[Exercise data]:

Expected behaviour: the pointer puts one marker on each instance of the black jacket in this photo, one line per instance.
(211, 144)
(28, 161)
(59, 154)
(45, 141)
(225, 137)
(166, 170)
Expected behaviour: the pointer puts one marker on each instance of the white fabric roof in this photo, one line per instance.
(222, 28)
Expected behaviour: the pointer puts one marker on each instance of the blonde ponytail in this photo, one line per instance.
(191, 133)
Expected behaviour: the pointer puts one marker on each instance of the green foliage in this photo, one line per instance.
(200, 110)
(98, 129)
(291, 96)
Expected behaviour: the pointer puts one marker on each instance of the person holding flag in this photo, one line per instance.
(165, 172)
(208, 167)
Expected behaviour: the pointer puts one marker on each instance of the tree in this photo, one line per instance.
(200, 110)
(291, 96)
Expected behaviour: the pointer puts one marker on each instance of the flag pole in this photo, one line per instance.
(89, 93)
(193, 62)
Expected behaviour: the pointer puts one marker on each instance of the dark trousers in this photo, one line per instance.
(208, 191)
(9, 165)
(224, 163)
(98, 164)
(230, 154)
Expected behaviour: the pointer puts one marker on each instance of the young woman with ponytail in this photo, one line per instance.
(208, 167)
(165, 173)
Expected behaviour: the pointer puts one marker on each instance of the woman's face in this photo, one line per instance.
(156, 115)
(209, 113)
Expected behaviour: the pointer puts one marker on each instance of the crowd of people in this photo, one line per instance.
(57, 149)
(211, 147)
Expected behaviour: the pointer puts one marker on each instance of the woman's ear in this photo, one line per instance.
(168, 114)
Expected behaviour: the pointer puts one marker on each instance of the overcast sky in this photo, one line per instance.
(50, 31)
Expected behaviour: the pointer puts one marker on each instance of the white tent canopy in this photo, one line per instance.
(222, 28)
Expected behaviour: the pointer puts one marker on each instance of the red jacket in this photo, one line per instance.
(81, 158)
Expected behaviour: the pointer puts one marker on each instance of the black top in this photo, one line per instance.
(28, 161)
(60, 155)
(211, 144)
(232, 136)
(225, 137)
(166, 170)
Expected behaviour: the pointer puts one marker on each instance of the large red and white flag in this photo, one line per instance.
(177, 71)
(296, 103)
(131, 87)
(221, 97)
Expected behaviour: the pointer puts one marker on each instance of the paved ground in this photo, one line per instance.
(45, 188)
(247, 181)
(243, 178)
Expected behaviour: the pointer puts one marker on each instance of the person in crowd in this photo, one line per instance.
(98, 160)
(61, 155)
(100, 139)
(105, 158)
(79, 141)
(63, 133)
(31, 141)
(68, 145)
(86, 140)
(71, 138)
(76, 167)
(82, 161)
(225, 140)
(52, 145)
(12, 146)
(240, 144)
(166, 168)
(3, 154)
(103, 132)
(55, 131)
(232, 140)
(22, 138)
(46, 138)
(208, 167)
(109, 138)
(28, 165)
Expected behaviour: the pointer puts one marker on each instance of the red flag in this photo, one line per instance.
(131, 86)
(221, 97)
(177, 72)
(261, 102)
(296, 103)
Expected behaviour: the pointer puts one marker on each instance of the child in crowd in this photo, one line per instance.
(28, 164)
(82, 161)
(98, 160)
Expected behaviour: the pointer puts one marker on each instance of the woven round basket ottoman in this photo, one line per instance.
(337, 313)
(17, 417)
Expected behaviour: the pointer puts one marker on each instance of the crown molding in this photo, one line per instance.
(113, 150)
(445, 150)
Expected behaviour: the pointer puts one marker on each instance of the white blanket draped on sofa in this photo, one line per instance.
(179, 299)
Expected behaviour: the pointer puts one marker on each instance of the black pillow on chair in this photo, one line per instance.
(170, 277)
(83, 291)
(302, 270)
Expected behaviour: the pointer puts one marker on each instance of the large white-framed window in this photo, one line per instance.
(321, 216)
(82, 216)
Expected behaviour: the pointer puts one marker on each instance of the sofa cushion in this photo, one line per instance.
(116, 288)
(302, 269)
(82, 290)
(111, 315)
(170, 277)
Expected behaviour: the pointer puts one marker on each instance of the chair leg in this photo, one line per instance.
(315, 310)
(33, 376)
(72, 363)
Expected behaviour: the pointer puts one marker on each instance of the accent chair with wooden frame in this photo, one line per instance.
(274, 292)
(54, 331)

...

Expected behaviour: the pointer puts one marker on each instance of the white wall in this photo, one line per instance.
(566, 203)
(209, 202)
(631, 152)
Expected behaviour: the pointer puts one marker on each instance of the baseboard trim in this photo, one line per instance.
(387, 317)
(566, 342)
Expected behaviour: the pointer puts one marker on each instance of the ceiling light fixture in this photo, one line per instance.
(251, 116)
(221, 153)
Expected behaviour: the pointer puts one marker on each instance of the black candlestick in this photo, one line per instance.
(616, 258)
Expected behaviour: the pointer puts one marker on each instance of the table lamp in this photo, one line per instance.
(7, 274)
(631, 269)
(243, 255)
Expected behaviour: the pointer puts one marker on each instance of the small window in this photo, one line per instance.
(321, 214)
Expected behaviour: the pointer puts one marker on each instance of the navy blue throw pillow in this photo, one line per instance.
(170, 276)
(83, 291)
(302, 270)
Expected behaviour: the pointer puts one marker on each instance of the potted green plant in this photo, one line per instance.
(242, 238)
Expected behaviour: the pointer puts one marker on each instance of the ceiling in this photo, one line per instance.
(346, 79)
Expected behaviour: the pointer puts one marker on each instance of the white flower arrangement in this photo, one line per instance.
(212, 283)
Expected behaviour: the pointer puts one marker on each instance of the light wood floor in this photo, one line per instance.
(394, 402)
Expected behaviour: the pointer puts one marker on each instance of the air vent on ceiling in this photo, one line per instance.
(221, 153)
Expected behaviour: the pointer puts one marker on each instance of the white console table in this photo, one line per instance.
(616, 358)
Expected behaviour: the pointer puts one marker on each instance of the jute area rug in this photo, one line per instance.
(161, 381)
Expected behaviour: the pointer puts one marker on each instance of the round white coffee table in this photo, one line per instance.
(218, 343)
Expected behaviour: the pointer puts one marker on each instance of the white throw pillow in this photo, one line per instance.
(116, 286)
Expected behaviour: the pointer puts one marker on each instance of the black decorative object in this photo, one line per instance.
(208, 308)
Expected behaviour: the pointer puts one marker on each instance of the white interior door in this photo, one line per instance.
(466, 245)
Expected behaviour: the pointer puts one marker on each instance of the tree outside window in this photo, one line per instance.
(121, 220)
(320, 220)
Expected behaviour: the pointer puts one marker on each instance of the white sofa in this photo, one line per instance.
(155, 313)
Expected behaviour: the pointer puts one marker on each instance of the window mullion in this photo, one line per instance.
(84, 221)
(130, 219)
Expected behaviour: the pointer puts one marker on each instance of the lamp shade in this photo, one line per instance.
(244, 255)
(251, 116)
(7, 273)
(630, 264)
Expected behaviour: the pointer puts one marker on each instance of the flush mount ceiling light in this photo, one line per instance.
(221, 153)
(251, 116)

[Given exercise]: Which of the lines above contain the word "chair" with the same capitalization? Pull out each of those lines in full.

[Final result]:
Expected behaviour: the pointer puts one marker on each instance of the black pillow on chair in this photo, one line per instance.
Expected behaviour: the pointer puts one marker on each instance of the chair leg in this photo, one line per instance.
Expected behaviour: the pointer puts one marker on each instance of the accent chair with wooden frame in this photo, one line per instance.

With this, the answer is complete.